Extend the note about Hibernate creating a new reporter object for every spot, picking up after its final line.
* begin Document excerpt *
Since Hibernate's cache is not used, this means that we get a new reporter object for every spot. This is not good!

How can this problem be solved?

  1. We still don't want to use the cache in Hibernate. This would create problems elsewhere.
  2. We actually only need to store the internal reporter id for each position. It should be possible to use the same technique with a proxy for the reporter. It will still be a lot of reporter object but each will only need to store the ID and not all annotations.
  3. I think we can make the position->reporter mapping smarter. As it is now it may just create a new position for every spot, since we are ignoring the array design information. It should be possible to create a mapping based on the features on each of the used array designs.

Change History (4)
* end Document excerpt *
* begin Provided records *
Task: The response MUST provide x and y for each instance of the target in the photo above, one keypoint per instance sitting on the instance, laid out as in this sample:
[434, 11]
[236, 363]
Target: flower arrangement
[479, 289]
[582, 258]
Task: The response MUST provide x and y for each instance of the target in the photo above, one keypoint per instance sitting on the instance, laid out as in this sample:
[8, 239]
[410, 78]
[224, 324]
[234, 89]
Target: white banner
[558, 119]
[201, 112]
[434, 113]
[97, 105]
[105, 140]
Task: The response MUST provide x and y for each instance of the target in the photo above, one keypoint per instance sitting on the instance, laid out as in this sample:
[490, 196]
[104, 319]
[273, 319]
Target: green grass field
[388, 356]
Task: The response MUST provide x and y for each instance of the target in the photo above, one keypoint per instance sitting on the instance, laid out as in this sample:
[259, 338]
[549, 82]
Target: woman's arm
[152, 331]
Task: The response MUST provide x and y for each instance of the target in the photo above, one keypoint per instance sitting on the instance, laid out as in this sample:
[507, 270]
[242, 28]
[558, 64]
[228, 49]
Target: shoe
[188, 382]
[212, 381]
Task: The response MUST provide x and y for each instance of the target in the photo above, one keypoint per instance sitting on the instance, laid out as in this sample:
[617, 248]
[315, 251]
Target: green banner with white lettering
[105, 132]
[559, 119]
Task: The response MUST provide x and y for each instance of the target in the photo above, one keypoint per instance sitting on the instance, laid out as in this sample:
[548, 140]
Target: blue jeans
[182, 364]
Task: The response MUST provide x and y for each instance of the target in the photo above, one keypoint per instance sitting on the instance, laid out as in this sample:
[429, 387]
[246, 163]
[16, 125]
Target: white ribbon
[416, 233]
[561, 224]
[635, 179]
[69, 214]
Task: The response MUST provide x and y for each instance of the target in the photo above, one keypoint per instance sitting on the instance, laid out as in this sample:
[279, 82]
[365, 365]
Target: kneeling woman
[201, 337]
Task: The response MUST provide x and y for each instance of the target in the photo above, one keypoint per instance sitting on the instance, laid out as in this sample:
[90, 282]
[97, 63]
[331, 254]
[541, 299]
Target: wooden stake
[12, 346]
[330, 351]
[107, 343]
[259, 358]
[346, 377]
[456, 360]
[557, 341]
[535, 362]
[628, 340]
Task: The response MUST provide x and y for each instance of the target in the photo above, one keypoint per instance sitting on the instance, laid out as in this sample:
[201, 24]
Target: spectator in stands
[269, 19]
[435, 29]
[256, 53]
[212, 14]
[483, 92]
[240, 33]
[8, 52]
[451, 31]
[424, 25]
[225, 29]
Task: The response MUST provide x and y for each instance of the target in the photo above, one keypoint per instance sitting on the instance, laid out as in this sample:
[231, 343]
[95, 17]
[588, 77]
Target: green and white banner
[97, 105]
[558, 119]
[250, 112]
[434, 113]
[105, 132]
* end Provided records *
* begin Provided records *
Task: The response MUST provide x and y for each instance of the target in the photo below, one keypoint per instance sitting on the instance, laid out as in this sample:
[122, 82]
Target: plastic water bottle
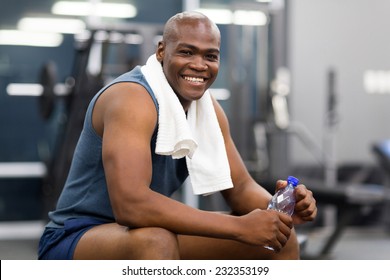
* end Provided records *
> Output below:
comment:1 Changed 14 years ago by Nicklas Nordborg

Owner: changed from everyone to Nicklas Nordborg
Status: newassigned

comment:2 Changed 14 years ago by Nicklas Nordborg

I think this may be fixed now. The memory usage is is much lower. Here is a table with approximate values for before/after the fix. The test data consisted of 3 raw data sets each of 3 different array designs with 32K, 33K and 38K features respectively. The total number of spots was 339120 and the number of unique reporters was 36746. The data files usind have been checked in to the testdata repository (http://dev.thep.lu.se/basetestdata/svn/trunk/3designs/).

Memory usage of intensity calculator plug-in (MB)

Progress Before fix After fix
25% 110 50
35% 130 50
45% 170 50
55% 200 50
65% 220 50
75% 260 55
85% 240 60
95% 290 60
100% 300 60

I need to run TestAll?, and maybe some other test before I close this ticket.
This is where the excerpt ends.